▸ **The exercise**:
Please quote every row below word for word.

▸ **Provided records**:
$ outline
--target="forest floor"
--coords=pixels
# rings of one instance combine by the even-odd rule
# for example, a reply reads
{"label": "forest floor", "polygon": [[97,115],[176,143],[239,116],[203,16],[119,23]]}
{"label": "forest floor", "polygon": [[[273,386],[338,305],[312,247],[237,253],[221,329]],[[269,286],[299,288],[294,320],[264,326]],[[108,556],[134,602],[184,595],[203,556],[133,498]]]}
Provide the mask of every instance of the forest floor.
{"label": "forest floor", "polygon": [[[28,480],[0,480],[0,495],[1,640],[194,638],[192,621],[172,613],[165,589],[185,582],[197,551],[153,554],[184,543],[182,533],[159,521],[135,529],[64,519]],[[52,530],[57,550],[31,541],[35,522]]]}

▸ **Solution for this problem**:
$ outline
--target="forest floor"
--coords=pixels
# rings of one instance combine by the even-odd rule
# for example, a reply reads
{"label": "forest floor", "polygon": [[97,115],[176,143],[239,116],[203,16],[119,23]]}
{"label": "forest floor", "polygon": [[[273,386],[338,305],[312,247],[237,253],[221,329]],[[269,286],[299,288],[294,320],[264,326]],[[108,556],[134,602],[184,595],[203,556],[133,498]]]}
Provide the mask of every instance of the forest floor.
{"label": "forest floor", "polygon": [[[28,480],[0,480],[0,495],[1,640],[194,638],[192,621],[172,613],[165,589],[185,582],[197,551],[153,554],[184,543],[182,533],[159,521],[135,529],[64,519]],[[52,530],[57,550],[31,541],[35,522]]]}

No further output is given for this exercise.